Problem: All lines from the one containing "watering can body" to the end of the entries below should be output exactly as they appear. No other lines should be output.
Segment Start: Task input
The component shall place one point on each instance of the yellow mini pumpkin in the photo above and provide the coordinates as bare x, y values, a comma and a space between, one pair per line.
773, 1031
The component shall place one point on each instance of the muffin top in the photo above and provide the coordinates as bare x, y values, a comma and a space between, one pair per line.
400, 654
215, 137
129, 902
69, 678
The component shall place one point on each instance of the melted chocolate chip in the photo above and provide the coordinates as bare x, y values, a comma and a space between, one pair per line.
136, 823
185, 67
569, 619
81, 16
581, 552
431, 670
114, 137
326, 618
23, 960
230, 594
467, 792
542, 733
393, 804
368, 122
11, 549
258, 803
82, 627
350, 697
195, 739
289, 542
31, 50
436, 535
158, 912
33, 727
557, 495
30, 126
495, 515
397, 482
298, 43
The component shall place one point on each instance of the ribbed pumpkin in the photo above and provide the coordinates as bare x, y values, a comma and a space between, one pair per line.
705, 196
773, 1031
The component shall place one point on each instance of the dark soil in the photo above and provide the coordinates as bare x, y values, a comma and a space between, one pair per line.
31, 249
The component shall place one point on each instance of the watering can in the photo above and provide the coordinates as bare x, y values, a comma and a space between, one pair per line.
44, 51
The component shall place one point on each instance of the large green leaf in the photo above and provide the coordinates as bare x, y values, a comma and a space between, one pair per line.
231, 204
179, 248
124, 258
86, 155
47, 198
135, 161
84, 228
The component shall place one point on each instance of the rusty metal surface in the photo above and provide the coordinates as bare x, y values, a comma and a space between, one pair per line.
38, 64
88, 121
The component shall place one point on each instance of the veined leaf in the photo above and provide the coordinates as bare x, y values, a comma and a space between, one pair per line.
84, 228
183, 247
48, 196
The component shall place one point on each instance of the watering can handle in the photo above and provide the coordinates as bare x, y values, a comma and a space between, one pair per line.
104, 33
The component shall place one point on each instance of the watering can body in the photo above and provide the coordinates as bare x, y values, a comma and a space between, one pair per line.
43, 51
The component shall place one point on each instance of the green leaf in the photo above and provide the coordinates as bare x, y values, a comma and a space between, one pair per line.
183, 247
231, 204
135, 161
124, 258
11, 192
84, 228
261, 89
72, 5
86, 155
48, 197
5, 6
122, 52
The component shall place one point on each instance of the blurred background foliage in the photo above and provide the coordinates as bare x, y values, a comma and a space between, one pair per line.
Segment End: Task input
Solution to this task:
The component shall place one point on each instance of the watering can body in the photo above and provide the coordinates as bare x, y values, a comma and a space between, one pair per line.
43, 51
The component shall place one point on each instance of the green leaf in the photo above and provide the coordinates as bare x, y values, a comma and a space between, one pair per line.
183, 247
231, 204
135, 161
124, 258
11, 192
84, 228
261, 89
72, 5
86, 155
48, 197
5, 6
122, 52
The component shall place one point on each instance of the blurred background foliage in the photo above and provide the coordinates as bare x, y values, a comma and a space between, one pair per line.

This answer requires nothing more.